» Task goal
Find the lines in the records below that contain "tree", and report each of them.

╭─ Exercise input

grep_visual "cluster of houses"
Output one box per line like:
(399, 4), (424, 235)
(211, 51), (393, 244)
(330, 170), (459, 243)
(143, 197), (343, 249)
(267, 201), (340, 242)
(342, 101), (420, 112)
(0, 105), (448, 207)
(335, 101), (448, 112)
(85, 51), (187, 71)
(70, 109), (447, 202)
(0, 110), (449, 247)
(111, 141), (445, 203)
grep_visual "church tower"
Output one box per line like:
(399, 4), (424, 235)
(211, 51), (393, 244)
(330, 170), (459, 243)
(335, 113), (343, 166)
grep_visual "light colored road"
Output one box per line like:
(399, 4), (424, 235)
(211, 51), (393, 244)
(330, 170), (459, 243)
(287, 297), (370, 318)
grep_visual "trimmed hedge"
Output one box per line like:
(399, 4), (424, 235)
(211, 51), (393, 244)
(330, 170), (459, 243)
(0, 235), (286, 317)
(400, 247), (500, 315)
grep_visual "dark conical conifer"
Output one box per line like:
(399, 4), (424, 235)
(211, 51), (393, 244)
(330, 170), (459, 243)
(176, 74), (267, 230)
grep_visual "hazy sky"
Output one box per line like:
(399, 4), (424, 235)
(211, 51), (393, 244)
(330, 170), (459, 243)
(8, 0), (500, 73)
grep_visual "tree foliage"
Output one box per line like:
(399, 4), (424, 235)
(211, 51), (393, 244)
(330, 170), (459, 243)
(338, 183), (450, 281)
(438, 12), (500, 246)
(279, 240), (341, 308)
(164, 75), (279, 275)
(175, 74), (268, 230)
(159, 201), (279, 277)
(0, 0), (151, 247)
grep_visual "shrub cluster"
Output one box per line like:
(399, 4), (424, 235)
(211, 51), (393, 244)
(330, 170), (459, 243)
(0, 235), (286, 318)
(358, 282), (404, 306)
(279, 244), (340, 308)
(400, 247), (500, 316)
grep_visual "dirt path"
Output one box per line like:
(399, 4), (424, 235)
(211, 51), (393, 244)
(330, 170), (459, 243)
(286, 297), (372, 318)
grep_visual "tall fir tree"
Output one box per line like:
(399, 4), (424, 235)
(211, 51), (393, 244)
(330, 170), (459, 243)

╰─

» Exercise output
grep_visual "tree foliage"
grep_visual "tall fir tree"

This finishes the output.